Bisher gehen die Volkswirte nicht von einer eisenharten Konfrontation zwischen Alter und Neuer Welt aus. Denn die würde auch US-Größen wie Apple, Procter & Gamble oder Boeing massiv schaden. „Die Handelspolitik ist der wichtigste Einflussfaktor für Wachstum und Inflation“, erklärt Kater. Doch die US-Regierung werde im ersten Halbjahr 2025 Importzölle nur selektiv und zeitlich gestaffelt anheben. „Im Schnitt dürften die tatsächlichen Zollsätze dabei unter den angekündigten 10 Prozent für Europa und 60 Prozent für China bleiben.“
Parallel dazu geht Kater von einer Fortsetzung der bisherigen Steuersenkungen für US-Unternehmen aus – und für solche, die in den USA fertigen; Volkswagen, Siemens oder Stellantis beispielsweise bauen gerade in den Vereinigten Staaten weitere neue Werke. Und angekündigte Maßnahmen, etwa in den Bereichen Migration und Deregulierung, dürften erst „mittelfristig spürbare ökonomische Effekte zeigen“, so Kater.
Die Weltwirtschaft ist robust.

> **Aufgabendetails**
Erklären Sie in ein bis drei Sätzen, warum die Volkswirte laut dem Textauszug zur US-Handelspolitik bisher nicht von einer eisenharten Konfrontation zwischen Alter und Neuer Welt ausgehen. Die Liste stammt aus einer anderen Quelle als der Textauszug.

Datensatzeinträge
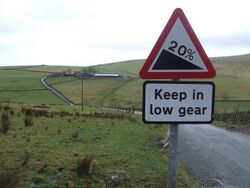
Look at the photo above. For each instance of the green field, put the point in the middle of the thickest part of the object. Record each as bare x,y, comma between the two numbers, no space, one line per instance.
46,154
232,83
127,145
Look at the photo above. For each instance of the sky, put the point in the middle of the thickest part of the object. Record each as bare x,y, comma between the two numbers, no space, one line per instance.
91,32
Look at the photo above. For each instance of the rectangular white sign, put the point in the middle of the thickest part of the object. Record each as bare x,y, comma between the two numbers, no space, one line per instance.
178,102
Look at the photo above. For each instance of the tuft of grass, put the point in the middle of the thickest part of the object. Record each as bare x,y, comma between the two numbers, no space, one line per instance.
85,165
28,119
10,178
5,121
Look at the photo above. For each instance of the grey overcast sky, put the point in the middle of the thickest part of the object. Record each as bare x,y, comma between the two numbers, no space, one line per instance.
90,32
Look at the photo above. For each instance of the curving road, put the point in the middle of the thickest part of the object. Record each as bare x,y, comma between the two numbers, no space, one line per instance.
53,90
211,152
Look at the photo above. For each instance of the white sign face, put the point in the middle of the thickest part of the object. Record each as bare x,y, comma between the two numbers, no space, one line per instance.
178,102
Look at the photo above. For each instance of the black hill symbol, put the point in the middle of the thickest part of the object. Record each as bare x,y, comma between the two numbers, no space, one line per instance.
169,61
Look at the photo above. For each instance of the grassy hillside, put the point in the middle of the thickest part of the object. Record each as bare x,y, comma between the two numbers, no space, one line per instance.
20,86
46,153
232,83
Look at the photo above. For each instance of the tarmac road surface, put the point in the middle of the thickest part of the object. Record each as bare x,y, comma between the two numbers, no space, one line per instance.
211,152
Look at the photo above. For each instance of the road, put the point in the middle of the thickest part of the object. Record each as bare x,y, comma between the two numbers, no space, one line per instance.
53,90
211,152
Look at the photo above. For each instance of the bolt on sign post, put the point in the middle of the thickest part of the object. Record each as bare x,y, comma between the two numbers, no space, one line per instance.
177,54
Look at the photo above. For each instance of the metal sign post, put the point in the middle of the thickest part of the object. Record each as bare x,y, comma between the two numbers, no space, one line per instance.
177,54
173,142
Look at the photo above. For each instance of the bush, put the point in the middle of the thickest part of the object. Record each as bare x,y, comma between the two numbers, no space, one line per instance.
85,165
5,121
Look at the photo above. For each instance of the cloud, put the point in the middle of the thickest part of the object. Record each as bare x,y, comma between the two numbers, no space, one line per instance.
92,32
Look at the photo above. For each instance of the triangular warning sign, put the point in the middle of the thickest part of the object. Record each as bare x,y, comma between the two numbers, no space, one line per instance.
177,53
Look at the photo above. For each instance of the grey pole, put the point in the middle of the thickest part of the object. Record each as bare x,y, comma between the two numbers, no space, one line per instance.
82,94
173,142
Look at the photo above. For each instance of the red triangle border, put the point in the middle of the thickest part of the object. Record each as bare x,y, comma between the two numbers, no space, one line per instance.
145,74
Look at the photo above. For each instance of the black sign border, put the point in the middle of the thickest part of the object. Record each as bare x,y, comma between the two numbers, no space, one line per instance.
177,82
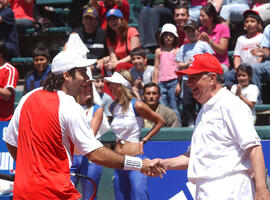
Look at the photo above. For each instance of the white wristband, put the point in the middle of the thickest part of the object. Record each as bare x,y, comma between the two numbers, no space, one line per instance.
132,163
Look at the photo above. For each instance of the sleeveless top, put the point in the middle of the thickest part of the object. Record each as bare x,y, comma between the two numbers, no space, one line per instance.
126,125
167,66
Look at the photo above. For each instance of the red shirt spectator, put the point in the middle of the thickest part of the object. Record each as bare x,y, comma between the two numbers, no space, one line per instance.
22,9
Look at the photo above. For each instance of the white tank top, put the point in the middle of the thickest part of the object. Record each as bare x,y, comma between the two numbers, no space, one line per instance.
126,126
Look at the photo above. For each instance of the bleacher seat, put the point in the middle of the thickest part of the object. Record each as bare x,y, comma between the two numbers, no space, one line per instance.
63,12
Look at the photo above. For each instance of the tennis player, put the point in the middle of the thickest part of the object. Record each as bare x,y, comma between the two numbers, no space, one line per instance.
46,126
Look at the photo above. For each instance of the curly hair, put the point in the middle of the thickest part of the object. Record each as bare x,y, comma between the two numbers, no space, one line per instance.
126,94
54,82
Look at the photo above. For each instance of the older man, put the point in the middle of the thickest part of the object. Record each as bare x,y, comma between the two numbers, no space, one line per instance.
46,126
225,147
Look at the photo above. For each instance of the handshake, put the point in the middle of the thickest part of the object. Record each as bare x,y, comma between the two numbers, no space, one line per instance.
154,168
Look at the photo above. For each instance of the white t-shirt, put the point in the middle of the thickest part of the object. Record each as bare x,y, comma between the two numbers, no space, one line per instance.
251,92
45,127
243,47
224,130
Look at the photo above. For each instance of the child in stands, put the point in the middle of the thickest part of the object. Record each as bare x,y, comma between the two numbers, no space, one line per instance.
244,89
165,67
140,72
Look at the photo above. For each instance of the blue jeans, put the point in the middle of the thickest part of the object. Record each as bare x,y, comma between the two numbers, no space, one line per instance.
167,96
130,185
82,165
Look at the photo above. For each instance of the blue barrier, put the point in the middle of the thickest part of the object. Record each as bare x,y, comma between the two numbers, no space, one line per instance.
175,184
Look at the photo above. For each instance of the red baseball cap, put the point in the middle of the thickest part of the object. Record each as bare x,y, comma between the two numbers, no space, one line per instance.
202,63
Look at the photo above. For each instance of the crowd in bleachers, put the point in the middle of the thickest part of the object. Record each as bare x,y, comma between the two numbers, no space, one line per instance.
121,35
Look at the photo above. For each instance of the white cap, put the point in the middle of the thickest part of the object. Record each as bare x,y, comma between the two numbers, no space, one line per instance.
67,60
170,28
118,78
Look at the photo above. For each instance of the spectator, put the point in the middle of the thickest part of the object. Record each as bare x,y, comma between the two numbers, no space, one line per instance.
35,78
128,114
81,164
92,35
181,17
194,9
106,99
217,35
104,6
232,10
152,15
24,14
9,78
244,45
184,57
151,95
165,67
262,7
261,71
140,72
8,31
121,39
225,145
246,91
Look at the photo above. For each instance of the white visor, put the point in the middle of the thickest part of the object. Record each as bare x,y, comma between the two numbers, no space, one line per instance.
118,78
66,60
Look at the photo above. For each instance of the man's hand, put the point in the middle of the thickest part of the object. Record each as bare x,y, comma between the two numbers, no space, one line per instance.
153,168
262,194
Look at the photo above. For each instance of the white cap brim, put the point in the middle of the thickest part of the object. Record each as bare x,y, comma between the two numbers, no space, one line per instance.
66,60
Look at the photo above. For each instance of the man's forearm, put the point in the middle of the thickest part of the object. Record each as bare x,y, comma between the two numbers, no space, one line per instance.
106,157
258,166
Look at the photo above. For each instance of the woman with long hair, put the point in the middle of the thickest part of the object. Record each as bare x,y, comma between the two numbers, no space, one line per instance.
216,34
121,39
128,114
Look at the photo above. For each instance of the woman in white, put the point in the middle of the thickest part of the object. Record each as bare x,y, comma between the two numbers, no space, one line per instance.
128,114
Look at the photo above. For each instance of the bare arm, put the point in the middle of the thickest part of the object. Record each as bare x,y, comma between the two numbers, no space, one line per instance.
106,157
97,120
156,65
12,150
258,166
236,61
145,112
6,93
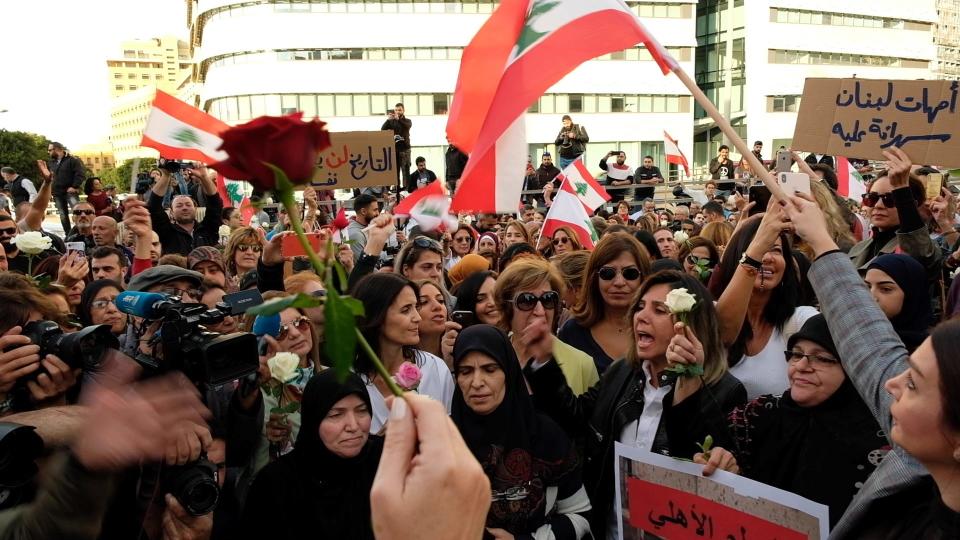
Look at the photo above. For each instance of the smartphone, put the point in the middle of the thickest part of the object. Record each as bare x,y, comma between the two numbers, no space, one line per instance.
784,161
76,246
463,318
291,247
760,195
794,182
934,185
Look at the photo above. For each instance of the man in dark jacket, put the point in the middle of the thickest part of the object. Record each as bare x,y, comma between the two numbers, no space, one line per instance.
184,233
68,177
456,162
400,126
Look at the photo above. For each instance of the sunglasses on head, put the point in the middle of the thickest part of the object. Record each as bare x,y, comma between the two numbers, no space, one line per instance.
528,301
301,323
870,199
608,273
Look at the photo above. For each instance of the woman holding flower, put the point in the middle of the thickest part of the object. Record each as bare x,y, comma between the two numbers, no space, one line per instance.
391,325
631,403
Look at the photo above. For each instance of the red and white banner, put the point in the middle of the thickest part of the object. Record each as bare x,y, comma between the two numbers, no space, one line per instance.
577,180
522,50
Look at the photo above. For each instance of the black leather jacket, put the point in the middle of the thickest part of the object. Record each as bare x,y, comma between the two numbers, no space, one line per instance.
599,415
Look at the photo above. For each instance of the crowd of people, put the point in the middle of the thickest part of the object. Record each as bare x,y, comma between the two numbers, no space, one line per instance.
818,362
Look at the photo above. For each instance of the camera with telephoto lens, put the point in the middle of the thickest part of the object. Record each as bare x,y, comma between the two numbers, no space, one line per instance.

> **Antwortfeld**
Eine solche Konfrontation würde auch großen US-Unternehmen wie Apple, Procter & Gamble oder Boeing massiv schaden.